__SELECTED TEXT__.
========
From   Austin Nichols <[email protected]>
To   [email protected]
Subject   Re: RE: st: Spurious inference from endogeneity tests
Date   Wed, 18 Jan 2012 10:36:55 -0500

In re
the poster's central question:
"I have to conclude from my specification tests that my coefficient
estimates from both OLS and 2SLS cannot be interpreted because 2SLS
does not succeed in resolving the endogeneity problem?"
I would answer yes.  Without better instruments, you have learned
nothing from 2SLS, including whether OLS is biased or not.  The overID
test is no good if you don't have strong instruments, since its
failure to reject the overID restrictions could be due merely to the
weakness of your excluded instruments.

On Tue, Jan 17, 2012 at 6:44 PM, Justina Fischer <[email protected]> wrote:
> wow. I am deeply impressed :-)
>
> Let us hope the authors provide user-written Stata commands soon....
========
__STORED DATA__.
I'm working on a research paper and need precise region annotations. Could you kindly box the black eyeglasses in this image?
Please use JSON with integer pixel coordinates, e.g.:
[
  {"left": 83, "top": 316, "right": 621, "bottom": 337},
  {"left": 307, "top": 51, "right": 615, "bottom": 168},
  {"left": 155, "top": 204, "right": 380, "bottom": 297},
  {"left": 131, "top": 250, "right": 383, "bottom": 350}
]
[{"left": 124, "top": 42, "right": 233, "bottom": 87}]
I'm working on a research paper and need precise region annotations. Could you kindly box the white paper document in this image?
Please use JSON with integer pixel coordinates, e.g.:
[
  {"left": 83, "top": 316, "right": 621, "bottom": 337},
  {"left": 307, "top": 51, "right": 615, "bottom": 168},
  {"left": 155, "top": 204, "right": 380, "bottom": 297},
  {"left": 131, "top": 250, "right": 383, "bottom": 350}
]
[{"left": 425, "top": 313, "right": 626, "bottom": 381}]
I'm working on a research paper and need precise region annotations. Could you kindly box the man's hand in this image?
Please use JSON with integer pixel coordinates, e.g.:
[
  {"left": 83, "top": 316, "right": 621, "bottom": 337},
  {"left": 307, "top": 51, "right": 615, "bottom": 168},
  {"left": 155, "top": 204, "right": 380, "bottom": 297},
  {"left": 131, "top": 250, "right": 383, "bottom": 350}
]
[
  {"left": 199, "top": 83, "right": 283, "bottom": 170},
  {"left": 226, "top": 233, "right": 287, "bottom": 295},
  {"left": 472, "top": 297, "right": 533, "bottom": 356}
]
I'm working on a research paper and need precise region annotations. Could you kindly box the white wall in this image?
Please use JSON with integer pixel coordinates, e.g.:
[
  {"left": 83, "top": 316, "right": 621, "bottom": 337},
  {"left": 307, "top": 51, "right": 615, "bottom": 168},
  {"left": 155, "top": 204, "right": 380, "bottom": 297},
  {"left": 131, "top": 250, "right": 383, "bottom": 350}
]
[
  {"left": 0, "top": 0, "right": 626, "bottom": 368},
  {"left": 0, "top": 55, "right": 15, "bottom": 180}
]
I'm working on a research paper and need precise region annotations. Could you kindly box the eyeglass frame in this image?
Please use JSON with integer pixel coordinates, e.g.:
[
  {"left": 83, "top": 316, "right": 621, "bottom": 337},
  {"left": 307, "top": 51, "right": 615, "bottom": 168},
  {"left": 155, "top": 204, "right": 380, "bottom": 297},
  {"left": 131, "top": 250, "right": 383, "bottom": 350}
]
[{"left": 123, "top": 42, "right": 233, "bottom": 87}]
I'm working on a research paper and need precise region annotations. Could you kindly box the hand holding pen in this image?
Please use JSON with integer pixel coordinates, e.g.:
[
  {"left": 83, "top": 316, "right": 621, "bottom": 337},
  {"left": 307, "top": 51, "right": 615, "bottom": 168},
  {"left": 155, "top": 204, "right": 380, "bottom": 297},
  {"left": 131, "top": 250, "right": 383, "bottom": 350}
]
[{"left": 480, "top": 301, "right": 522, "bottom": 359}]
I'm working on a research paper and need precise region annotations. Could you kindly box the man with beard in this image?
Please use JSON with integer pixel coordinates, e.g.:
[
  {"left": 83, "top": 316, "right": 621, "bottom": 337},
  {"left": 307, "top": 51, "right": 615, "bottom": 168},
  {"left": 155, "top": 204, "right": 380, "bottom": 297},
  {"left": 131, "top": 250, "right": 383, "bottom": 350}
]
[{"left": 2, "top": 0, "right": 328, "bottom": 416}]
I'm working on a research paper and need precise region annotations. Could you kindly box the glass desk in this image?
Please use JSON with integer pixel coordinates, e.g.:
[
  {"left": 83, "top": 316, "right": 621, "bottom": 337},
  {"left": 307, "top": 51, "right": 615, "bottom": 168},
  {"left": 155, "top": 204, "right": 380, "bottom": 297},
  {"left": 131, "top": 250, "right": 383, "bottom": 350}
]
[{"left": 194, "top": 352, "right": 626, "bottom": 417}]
========
__THE REQUEST__.
Answer these questions about the message about endogeneity tests:
(a) On what date was it sent?
(b) What answer does the writer give to the poster's central question?
(c) In the quoted reply, what does the sender hope the authors will provide soon?
The rows are separate material and have nothing to do with the message about endogeneity tests.

__WRITTEN REPLY__.
(a) Wednesday, 18 January 2012
(b) Yes
(c) User-written Stata commands